::: SUPPLIED RECORDS :::
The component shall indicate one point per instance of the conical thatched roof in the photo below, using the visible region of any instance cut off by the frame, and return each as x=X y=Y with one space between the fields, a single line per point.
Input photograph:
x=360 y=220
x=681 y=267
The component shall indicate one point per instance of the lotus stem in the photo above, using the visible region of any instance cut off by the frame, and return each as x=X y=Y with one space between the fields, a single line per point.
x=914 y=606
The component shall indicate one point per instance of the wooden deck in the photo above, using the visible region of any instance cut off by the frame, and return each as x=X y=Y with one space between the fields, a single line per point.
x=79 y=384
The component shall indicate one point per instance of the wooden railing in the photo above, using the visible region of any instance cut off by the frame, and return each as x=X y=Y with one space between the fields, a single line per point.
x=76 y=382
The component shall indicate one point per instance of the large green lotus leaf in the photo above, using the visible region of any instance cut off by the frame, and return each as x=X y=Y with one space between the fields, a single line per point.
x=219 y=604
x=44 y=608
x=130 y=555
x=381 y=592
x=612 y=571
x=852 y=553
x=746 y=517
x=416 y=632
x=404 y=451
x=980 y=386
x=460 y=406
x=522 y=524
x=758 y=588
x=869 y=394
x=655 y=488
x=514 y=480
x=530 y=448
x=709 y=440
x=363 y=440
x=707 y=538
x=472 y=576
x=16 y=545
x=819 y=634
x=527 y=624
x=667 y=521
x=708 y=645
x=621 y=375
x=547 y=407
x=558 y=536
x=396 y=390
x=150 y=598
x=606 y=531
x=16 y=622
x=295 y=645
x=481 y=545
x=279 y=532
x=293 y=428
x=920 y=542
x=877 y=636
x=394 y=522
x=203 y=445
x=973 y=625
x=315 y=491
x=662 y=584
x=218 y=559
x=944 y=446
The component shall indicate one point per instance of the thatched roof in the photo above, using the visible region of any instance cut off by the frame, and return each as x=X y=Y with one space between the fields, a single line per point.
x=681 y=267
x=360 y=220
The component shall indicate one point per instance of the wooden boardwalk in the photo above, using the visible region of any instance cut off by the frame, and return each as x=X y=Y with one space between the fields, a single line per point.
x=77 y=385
:::
__THE TASK__: Reproduce all of the material, replacing every occurrence of "wooden railing" with "bamboo fence" and leaving everything else unchanged.

__SOLVED PROBLEM__:
The component shall indicate one point per instance of the conical thatched roof in the photo below, using the visible region of any instance cut off by the frame, and return each as x=X y=Y with one space between the fields, a single line per point.
Input photograph:
x=360 y=220
x=681 y=267
The component shall indicate one point per instance of the lotus stem in the photo above, using the visible region of any instance cut off by the frame, and return each as x=X y=Y with one space between the fields, a single line per point.
x=914 y=606
The component shall indicate one point per instance of the wooden deck in the photo above, using the visible region of any instance cut off by the frame, and return each as x=X y=Y with one space between the fields, a single line per point.
x=79 y=384
The component shall indicate one point per instance of the bamboo fence in the photo above, using the visible region of any instance cut off by the frame, and return each as x=X y=Y with one space between the fields, a single line per point.
x=76 y=382
The component shall indicate one point per instance of the large green lotus leaf in the photo above, using the visible region of any instance cut off by the frame, and return each as x=X y=Y with one space between the fields, a single line per point.
x=219 y=604
x=44 y=608
x=130 y=555
x=381 y=592
x=612 y=571
x=852 y=553
x=746 y=517
x=416 y=632
x=404 y=451
x=980 y=386
x=460 y=406
x=522 y=524
x=758 y=588
x=869 y=394
x=655 y=488
x=514 y=480
x=530 y=448
x=709 y=440
x=363 y=440
x=707 y=538
x=472 y=576
x=16 y=545
x=819 y=634
x=527 y=624
x=667 y=521
x=708 y=645
x=621 y=375
x=547 y=407
x=558 y=536
x=396 y=390
x=150 y=598
x=606 y=531
x=16 y=622
x=295 y=645
x=481 y=545
x=279 y=532
x=293 y=428
x=920 y=542
x=877 y=636
x=394 y=522
x=203 y=445
x=973 y=625
x=315 y=491
x=662 y=584
x=218 y=559
x=944 y=446
The component shall indicate one point per instance of the thatched roof in the photo above, using the visible region of any instance cut off by the frame, and return each as x=X y=Y with one space between the fields, a single line per point.
x=681 y=267
x=360 y=220
The component shall indicate one point per instance of the wooden boardwalk in the photo above, using the visible region of any instance cut off by the frame, and return each as x=X y=Y with one space between the fields, a single line per point.
x=77 y=385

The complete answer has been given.